STATED GOAL 1:
Repeat the text about the Olympics Triplecast word for word, from start to finish.
#### TEXT
Wednesday, June 15, 2011

Remembering The Olympics Triplecast

Through the years, there have been many memorable failures in business. "New Coke", the Edsel, and the Sony Betamax immediately come to mind. Sports television is no stranger to failure, having seen NBC and ABC's short-lived joint venture "The Baseball Network", the XFL, and, one of the most well-remembered but costliest failures in history, the Olympics Triplecast, a pay-per-view system set up by NBC and cable operator Cablevision as a way to offset the enormous fee that NBC paid to cover the 1992 Barcelona Summer Olympics. It offered three channels, "red", "white", and "blue", each offering expanded coverage of not only the usual Olympic sports, but also coverage of sports that never usually got a lot of time on past Olympic broadcasts, such as basketball, soccer, volleyball and others.

The red channel offered swimming, track and field, and boxing, among others, while the white channel covered gymnastics, soccer, equestrian, tennis, and baseball, and the blue channel offered full coverage of the Dream Team's spectacular run to the gold medal in basketball, plus wrestling and other team sports. NBC personnel contributed to the coverage, such as Ahmad Rashad, Hannah Storm, Gayle Gardner, Don Criqui, future NBC swimming play-by-play man Dan Hicks, and longtime newswoman Kathleen Sullivan, all of whom were hosts for the coverage, which ran live for 12 hours each day across the three channels, with a replay following each broadcast. Unfortunately, due to the high cost that NBC offered for subscriptions to the broadcasts, it proved to be a commercial disaster, and only 165,000 subscribed, far below the 3 million that NBC and Cablevision predicted (USA Today, 8/10/1992).
########
STATED GOAL 2:
Rewrite the lines of the records from the one holding "target | orange fruit" through the end of the records, inclusive, changing "sample" to "reference" and leaving everything else the same.
#### LISTED ENTRIES
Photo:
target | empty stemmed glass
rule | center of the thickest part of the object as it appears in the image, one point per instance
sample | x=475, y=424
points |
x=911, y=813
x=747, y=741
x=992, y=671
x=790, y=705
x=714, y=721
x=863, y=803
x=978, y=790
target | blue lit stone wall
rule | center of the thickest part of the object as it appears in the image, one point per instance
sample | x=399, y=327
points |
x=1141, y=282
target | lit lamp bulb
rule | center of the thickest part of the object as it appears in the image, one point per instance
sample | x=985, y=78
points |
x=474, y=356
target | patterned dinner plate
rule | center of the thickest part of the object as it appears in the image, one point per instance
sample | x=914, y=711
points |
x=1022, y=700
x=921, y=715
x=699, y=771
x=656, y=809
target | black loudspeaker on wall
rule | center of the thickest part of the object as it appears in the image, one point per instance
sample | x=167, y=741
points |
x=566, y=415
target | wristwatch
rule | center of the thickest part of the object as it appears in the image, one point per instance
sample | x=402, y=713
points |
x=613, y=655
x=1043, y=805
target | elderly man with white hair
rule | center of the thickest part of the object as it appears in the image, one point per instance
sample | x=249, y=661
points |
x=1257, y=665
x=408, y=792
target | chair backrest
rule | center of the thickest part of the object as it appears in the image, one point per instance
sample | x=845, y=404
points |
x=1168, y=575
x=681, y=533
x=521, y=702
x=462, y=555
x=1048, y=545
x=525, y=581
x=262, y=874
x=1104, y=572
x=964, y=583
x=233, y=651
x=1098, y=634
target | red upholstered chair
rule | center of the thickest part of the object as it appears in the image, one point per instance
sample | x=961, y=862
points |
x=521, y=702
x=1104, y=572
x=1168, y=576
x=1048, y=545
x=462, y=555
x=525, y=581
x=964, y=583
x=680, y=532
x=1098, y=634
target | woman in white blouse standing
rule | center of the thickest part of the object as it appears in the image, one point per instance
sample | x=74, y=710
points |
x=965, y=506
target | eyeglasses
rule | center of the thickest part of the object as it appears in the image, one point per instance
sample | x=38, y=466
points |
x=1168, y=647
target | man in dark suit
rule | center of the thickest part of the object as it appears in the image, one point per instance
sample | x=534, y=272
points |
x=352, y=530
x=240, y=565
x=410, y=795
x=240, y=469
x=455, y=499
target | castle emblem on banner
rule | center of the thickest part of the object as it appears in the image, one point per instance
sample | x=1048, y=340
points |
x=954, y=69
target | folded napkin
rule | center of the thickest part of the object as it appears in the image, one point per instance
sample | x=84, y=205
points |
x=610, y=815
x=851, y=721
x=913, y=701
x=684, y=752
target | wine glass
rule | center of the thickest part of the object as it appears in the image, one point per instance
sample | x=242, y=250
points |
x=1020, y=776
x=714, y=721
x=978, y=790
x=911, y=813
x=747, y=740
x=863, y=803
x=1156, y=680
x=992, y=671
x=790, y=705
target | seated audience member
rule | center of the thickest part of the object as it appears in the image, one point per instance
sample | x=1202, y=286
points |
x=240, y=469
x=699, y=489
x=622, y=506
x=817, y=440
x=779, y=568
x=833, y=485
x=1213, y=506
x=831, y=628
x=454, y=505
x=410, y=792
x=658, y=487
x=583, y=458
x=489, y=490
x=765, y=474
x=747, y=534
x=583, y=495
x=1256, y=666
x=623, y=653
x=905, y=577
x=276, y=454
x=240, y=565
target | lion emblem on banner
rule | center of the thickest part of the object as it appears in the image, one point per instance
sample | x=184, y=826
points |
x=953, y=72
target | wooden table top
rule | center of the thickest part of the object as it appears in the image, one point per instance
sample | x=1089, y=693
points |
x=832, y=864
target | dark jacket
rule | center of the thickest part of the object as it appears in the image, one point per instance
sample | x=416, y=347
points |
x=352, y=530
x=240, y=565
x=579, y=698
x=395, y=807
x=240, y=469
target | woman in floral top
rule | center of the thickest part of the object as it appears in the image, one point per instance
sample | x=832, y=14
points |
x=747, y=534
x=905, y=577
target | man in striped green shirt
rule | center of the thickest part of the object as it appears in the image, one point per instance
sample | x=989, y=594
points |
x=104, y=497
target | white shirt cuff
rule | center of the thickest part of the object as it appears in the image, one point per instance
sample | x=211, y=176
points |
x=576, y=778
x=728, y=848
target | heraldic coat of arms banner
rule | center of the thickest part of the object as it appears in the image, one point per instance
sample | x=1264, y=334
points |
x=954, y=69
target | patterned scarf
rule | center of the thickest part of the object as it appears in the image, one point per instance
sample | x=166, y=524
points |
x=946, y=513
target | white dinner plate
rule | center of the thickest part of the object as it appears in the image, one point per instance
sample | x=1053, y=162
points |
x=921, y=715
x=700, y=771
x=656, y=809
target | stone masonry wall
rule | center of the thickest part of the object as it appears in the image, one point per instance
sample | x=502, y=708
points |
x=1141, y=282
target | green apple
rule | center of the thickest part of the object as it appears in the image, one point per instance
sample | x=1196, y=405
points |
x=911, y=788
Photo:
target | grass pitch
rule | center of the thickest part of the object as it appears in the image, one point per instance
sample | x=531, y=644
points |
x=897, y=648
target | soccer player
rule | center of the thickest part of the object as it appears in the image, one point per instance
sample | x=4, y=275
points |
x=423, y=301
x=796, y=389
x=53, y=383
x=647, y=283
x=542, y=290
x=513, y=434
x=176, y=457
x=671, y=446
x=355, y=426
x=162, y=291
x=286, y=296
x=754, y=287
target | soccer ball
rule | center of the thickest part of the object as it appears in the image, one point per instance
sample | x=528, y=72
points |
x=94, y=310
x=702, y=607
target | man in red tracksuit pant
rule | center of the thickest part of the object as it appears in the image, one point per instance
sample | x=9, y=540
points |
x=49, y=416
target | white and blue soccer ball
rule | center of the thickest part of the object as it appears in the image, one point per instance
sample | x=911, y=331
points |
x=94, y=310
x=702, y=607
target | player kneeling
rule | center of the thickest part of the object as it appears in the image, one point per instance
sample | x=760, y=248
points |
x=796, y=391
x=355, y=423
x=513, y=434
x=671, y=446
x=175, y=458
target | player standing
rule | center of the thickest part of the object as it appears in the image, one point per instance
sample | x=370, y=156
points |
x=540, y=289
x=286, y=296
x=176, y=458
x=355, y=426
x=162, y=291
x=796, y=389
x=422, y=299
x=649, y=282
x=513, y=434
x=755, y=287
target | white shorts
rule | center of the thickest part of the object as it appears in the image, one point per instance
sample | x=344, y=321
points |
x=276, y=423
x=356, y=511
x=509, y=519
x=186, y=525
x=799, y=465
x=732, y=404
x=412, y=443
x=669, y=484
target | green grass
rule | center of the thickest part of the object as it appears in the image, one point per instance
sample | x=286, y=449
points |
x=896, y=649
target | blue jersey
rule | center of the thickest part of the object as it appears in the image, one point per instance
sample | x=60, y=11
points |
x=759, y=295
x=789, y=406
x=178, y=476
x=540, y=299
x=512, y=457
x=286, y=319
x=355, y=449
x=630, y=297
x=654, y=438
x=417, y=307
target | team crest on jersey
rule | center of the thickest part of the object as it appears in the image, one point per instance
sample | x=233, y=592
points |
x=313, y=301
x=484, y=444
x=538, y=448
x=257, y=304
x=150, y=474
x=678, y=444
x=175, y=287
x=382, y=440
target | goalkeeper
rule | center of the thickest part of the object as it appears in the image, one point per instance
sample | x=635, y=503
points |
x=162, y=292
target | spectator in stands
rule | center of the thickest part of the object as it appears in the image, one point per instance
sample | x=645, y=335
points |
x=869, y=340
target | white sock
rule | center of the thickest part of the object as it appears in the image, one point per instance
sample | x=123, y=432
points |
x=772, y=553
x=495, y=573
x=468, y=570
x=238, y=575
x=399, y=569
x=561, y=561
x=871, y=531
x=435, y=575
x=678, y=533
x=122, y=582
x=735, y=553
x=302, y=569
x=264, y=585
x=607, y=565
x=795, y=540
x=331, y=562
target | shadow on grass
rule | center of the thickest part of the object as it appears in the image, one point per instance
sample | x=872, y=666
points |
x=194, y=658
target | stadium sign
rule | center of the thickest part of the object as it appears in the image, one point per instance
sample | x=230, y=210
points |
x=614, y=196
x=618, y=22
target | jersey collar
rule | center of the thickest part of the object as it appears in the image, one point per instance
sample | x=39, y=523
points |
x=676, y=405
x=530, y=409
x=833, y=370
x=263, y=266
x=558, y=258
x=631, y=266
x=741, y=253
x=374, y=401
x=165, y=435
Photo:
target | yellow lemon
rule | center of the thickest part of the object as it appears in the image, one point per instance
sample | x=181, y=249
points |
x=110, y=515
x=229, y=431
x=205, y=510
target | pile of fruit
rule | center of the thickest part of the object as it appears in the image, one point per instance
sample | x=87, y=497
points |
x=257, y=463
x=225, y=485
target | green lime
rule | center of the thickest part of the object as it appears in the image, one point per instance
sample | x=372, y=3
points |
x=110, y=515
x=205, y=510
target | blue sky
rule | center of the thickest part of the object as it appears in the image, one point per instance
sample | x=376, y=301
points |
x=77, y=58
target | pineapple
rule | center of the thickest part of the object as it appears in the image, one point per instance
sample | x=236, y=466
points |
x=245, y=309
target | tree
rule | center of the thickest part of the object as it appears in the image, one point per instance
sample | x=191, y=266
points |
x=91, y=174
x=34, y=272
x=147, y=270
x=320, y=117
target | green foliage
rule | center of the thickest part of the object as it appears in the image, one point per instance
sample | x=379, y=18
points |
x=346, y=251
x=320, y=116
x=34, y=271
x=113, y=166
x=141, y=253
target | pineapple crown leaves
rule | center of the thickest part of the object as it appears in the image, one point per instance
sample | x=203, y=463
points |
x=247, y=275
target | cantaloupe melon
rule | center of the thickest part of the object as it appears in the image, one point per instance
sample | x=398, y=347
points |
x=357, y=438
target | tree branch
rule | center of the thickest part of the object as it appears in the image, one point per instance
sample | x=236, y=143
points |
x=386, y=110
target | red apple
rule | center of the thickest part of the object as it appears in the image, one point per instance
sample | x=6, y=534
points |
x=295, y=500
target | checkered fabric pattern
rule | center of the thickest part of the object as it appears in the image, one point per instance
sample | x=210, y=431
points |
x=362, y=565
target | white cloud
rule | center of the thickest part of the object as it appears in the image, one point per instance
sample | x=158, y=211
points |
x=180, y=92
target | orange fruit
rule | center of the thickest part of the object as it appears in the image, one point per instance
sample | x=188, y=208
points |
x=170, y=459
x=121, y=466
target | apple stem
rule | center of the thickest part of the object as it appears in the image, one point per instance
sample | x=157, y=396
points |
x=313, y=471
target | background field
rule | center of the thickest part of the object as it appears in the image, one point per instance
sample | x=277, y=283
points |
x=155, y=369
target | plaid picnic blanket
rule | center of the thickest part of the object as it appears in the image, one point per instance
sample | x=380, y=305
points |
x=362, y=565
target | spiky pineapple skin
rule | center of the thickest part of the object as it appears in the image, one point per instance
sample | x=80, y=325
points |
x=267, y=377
########
TASK OUTPUT 1:
Wednesday, June 15, 2011

Remembering The Olympics Triplecast

Through the years, there have been many memorable failures in business. "New Coke", the Edsel, and the Sony Betamax immediately come to mind. Sports television is no stranger to failure, having seen NBC and ABC's short-lived joint venture "The Baseball Network", the XFL, and, one of the most well-remembered but costliest failures in history, the Olympics Triplecast, a pay-per-view system set up by NBC and cable operator Cablevision as a way to offset the enormous fee that NBC paid to cover the 1992 Barcelona Summer Olympics. It offered three channels, "red", "white", and "blue", each offering expanded coverage of not only the usual Olympic sports, but also coverage of sports that never usually got a lot of time on past Olympic broadcasts, such as basketball, soccer, volleyball and others.

The red channel offered swimming, track and field, and boxing, among others, while the white channel covered gymnastics, soccer, equestrian, tennis, and baseball, and the blue channel offered full coverage of the Dream Team's spectacular run to the gold medal in basketball, plus wrestling and other team sports. NBC personnel contributed to the coverage, such as Ahmad Rashad, Hannah Storm, Gayle Gardner, Don Criqui, future NBC swimming play-by-play man Dan Hicks, and longtime newswoman Kathleen Sullivan, all of whom were hosts for the coverage, which ran live for 12 hours each day across the three channels, with a replay following each broadcast. Unfortunately, due to the high cost that NBC offered for subscriptions to the broadcasts, it proved to be a commercial disaster, and only 165,000 subscribed, far below the 3 million that NBC and Cablevision predicted (USA Today, 8/10/1992).

TASK OUTPUT 2:
target | orange fruit
rule | center of the thickest part of the object as it appears in the image, one point per instance
reference | x=188, y=208
points |
x=170, y=459
x=121, y=466
target | apple stem
rule | center of the thickest part of the object as it appears in the image, one point per instance
reference | x=157, y=396
points |
x=313, y=471
target | background field
rule | center of the thickest part of the object as it appears in the image, one point per instance
reference | x=277, y=283
points |
x=155, y=369
target | plaid picnic blanket
rule | center of the thickest part of the object as it appears in the image, one point per instance
reference | x=380, y=305
points |
x=362, y=565
target | spiky pineapple skin
rule | center of the thickest part of the object as it appears in the image, one point per instance
reference | x=80, y=325
points |
x=267, y=377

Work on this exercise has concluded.